LIST OF TASKS:
(A) In the Pee-wee Herman plot summary, how much of a reward does Pee-wee offer for his bike?
(B) Please return the Pee-wee Herman plot summary from "Pee-wee Herman, a" up to and including "down his offer.".
(C) Carry the Pee-wee Herman plot summary further, picking up after its final sentence.

PASSAGE:
·····
Pee-wee Herman, a childlike man in a grey suit with a red bow-tie, has a cherished, heavily accessorized bicycle. His neighbor and enemy, Francis Buxton, wants the bicycle and offers to buy it. Pee-wee refuses; as he rides off, Francis warns him he'll be sorry for turning down his offer.

Dottie is an employee at the local bike shop who has a crush on Pee-wee, but he does not reciprocate. As Pee-wee goes on a shopping spree, his bike is stolen, but the police are not overly concerned with the theft. Pee-wee assumes Francis took it, and confronts him, but Francis' father convinces Pee-wee that Francis was not responsible. Pee-wee offers a $10,000 reward for the bike. Francis, who did indeed pay to have someone steal the bike, is disturbed by Pee-wee's relentlessness and pays to have the bike sent away. That evening, Pee-wee holds an unsuccessful evidentiary meeting of friends and neighbors to find the bike, and rejects Dottie's offer of help. He then visits a phony psychic who misleads Pee-wee into believing his bike is in the basement of the Alamo Mission in San Antonio. In haste he leaves his wallet behind.
·····
DATA EXTRACT:
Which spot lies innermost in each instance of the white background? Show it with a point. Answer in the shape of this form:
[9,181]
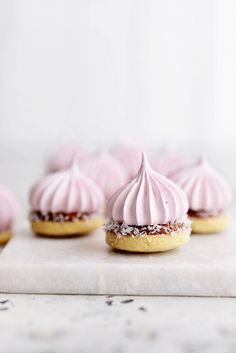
·····
PER-TASK ANSWERS:
(A) $10,000.

(B)
Pee-wee Herman, a childlike man in a grey suit with a red bow-tie, has a cherished, heavily accessorized bicycle. His neighbor and enemy, Francis Buxton, wants the bicycle and offers to buy it. Pee-wee refuses; as he rides off, Francis warns him he'll be sorry for turning down his offer.

(C)
Pee-wee hitchhikes to Texas, getting rides from a fugitive convict named Mickey, and from Large Marge, the ghost of a truck driver. At a truck stop, Pee-wee finds his wallet is missing, and pays for his meal by washing dishes. He befriends Simone, a waitress who dreams of visiting Paris. As they watch the sun rise from within a roadside dinosaur statue, he encourages her to follow her dreams, but Simone tells him about her boyfriend, Andy, who disapproves. Andy appears and tries to attack Pee-wee, who escapes onto a moving train. Pee-wee arrives at the Alamo, but learns at the end of a guided tour that the building does not have a basement.

At a bus station, Pee-wee encounters Simone, who tells him she broke up with Andy and is on her way to Paris. She tells Pee-wee not to give up searching for his bike. Pee-wee calls Dottie and apologizes for his behavior. Andy spots Pee-wee and resumes chasing him. Pee-wee evades Andy at a rodeo by disguising himself as a bull rider. He is forced to ride a bull, and gets knocked out before the bull pursues Andy. He visits a biker bar to make a phone call, and a biker gang threatens to kill him after he accidentally knocks over their motorcycles. He wins them over by dancing to the song "Tequila" in a pair of platform shoes, and they give him a motorcycle for his journey, which he crashes immediately.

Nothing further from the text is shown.